> **Instructions for the task**: Print word for word the part of the records below that begins with the line containing "Expected: the position of each instance of the carpet" and continues through the end of the records, both ends included.

(Position identification records)
— Start —

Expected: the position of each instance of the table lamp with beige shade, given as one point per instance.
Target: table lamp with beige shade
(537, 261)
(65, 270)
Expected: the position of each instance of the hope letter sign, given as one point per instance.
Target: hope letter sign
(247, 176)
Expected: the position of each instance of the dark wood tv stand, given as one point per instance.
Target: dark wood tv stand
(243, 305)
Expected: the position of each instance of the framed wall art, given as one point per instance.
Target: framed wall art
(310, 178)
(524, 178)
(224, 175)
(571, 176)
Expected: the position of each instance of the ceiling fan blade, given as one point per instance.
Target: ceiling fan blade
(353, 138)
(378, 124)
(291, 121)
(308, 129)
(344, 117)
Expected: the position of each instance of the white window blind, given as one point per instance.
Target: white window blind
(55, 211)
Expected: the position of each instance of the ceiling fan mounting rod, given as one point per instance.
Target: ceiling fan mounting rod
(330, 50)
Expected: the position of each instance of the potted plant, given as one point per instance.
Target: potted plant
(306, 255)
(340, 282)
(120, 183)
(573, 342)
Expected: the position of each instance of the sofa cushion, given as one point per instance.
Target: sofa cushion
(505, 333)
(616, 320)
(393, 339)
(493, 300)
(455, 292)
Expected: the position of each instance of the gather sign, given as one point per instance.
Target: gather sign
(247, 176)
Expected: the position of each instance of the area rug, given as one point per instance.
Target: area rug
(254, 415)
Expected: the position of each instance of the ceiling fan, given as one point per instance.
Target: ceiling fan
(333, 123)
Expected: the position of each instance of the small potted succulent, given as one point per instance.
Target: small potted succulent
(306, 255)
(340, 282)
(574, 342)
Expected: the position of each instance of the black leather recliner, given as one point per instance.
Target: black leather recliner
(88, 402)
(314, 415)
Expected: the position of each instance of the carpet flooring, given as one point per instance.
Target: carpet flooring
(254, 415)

— End —

> **Task response**:
Expected: the position of each instance of the carpet flooring, given as one point per instance.
Target: carpet flooring
(254, 415)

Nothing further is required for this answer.